WORK REQUIRED
Each line containing the string "blue" should be copied out of the entries.

*** Opening of WORKING DATA ***

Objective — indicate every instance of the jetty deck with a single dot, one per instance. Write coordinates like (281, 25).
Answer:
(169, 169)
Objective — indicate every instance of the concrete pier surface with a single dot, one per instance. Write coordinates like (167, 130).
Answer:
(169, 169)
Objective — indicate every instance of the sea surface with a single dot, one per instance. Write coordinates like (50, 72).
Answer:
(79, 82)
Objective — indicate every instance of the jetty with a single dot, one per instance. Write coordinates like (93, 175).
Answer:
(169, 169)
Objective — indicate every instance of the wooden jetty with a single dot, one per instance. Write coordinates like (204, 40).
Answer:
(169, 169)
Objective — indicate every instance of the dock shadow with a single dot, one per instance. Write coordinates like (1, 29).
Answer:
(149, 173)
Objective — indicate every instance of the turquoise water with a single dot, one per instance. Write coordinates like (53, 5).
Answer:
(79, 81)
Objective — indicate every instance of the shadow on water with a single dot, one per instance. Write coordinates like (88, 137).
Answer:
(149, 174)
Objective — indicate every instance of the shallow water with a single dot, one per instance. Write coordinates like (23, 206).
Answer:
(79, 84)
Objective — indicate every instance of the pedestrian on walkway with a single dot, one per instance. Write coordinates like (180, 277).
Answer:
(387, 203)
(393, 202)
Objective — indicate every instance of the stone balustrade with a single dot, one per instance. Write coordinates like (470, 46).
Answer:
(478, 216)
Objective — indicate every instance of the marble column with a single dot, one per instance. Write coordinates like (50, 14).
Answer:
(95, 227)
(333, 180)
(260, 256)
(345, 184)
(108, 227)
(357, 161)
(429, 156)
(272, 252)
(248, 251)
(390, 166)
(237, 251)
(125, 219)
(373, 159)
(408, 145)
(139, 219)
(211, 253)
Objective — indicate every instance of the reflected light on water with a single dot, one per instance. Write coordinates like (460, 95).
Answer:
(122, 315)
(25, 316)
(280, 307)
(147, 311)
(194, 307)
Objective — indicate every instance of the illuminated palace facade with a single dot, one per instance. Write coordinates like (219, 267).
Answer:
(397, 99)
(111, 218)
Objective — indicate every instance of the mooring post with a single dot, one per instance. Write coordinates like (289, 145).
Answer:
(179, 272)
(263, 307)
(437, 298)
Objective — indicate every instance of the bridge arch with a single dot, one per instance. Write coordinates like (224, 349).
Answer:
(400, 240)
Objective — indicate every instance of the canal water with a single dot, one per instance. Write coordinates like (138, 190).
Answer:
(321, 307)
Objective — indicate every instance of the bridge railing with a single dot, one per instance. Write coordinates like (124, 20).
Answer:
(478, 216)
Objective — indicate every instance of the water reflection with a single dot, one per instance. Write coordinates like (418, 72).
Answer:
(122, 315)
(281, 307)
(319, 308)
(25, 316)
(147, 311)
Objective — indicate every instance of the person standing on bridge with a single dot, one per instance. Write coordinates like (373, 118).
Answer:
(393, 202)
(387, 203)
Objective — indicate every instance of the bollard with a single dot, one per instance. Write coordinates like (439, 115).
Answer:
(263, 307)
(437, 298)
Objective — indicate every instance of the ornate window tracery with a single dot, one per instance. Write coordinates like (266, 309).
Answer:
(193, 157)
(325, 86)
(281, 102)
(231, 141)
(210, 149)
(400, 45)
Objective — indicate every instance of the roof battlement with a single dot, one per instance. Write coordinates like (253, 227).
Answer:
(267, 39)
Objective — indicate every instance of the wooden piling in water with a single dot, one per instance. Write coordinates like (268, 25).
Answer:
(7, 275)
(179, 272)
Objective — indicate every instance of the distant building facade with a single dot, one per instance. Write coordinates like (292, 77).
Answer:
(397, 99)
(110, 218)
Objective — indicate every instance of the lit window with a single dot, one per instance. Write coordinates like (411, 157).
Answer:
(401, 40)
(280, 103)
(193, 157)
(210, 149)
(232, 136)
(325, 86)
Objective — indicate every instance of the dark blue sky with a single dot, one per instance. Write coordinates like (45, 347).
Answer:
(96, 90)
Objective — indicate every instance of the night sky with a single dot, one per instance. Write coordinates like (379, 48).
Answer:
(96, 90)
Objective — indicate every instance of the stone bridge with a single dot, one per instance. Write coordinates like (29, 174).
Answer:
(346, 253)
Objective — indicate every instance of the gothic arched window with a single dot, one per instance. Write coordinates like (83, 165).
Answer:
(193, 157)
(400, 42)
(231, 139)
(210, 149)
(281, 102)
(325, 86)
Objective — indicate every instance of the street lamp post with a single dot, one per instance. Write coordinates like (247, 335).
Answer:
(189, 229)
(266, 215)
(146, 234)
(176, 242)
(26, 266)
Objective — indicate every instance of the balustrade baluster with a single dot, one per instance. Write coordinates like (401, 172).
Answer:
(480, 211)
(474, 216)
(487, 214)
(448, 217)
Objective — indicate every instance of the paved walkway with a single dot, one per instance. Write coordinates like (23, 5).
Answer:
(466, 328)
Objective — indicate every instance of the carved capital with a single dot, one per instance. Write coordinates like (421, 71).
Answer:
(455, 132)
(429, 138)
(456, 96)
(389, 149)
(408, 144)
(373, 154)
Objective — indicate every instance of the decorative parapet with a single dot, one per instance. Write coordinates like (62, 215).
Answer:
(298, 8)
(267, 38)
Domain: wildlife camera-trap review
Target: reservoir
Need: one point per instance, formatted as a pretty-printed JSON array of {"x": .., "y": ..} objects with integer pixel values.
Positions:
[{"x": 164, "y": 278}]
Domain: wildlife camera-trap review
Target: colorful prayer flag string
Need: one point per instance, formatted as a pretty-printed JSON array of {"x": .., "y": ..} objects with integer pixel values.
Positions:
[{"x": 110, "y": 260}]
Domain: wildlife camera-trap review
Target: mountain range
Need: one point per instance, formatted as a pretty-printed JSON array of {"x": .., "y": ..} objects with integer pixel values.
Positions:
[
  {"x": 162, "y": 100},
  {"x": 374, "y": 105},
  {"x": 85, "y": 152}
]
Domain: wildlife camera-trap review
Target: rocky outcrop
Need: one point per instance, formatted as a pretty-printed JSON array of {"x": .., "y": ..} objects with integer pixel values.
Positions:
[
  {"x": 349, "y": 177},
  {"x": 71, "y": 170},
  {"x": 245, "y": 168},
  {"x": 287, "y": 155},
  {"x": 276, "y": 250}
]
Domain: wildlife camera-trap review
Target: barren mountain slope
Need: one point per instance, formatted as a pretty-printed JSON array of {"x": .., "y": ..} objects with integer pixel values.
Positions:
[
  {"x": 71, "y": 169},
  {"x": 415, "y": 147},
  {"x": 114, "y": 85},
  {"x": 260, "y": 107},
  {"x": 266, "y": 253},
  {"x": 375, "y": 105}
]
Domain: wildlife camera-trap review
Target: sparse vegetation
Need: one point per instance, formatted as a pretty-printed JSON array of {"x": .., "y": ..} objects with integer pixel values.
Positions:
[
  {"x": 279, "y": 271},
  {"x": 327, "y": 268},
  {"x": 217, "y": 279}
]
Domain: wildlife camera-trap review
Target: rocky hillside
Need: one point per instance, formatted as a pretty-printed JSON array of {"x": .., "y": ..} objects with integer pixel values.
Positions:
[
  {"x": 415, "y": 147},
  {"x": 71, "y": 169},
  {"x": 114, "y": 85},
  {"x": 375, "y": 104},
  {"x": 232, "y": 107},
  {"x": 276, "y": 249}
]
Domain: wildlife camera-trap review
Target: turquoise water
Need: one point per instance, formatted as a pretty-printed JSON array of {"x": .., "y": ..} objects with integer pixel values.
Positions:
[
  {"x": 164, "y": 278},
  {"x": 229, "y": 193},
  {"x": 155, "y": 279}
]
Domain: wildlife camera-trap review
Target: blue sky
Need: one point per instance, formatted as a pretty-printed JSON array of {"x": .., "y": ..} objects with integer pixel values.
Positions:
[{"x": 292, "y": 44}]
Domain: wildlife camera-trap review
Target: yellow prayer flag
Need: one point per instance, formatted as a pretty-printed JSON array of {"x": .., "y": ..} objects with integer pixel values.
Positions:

*** Close of WORKING DATA ***

EXERCISE SOLUTION
Objective — indicate every instance of the dark blue sky with a single dot, one per instance. Write coordinates like (45, 347).
Target: blue sky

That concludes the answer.